**Description of the task**
The answer should be every line below, retyped exactly.

Records provided Start Marker

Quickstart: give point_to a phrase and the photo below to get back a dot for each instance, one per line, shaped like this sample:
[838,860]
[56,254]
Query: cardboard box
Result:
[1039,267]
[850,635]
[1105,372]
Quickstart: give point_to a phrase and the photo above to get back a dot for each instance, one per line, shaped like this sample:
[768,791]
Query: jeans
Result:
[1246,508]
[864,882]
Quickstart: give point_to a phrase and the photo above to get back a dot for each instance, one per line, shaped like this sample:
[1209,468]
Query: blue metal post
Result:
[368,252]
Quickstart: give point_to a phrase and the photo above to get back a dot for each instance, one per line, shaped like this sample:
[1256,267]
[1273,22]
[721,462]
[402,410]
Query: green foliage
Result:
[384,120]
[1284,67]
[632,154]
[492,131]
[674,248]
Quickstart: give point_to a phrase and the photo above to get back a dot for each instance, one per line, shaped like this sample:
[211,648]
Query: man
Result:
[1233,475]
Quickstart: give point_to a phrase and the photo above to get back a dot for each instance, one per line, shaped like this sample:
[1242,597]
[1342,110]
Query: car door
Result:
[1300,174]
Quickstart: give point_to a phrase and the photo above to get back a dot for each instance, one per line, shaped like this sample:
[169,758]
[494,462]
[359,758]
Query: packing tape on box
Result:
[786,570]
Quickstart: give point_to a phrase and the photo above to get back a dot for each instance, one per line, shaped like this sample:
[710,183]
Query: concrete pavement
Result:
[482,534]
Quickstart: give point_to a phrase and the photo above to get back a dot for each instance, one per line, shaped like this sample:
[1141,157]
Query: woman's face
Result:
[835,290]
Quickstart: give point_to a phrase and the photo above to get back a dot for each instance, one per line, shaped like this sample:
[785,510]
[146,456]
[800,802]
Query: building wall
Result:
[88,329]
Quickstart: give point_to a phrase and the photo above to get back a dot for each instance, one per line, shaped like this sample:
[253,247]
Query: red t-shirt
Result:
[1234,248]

Records provided End Marker

**Expected output**
Quickstart: give point_to a phrase and the photo below to get back a dot for each instance, one per line, shaped like this sample:
[838,860]
[56,254]
Query: cardboard box
Result:
[1039,267]
[850,635]
[1105,372]
Quickstart: give point_to a phrase and the photo above to get back a dot for each instance, one per line, shaped like this sample:
[768,791]
Query: jeans
Result:
[1246,508]
[864,882]
Quickstart: give point_to a phrase and the photo above to get back a dot for each instance, one per line, shaped like this sample:
[1209,468]
Query: blue metal post
Result:
[368,252]
Quickstart: give point_to a phrase and the photo above to get back a dot for each instance, one per line, shaped like this sample:
[1256,267]
[1273,22]
[721,462]
[402,410]
Query: green foliage
Result:
[384,120]
[1284,67]
[632,154]
[492,131]
[674,248]
Quickstart: give point_to a phrase and the photo above to get back a dot for each instance, one per line, shaped like this sample:
[211,648]
Query: man
Result:
[1233,475]
Quickstart: give point_to a phrase and the photo above to get back a dot for each instance, one per line, shaped like this sample:
[1242,597]
[1342,110]
Query: car door
Result:
[1300,174]
Quickstart: give point_to a phrase and the photo above to get back a dot for each instance, one per line, shaped like this sample:
[169,758]
[494,462]
[359,758]
Query: packing tape on box
Result:
[786,570]
Quickstart: give point_to a phrase and the photo above to get back a dot for each instance, one per line, shaped like this sample:
[710,183]
Query: concrete pavement
Result:
[482,534]
Quickstart: give point_to a phrase and the photo above to get back a dot for each instance, one per line, shaped like this sample:
[1141,157]
Query: woman's face
Result:
[835,290]
Quickstart: give point_to a phrase and the photo above to get back a dot for each instance, one per line, shaped like this sample:
[785,510]
[146,456]
[800,802]
Query: building wall
Result:
[88,329]
Quickstart: give point_to a phrase and the photo above to get back a dot for each instance, one per line, shaped like this sample:
[253,247]
Query: red t-shirt
Result:
[1234,248]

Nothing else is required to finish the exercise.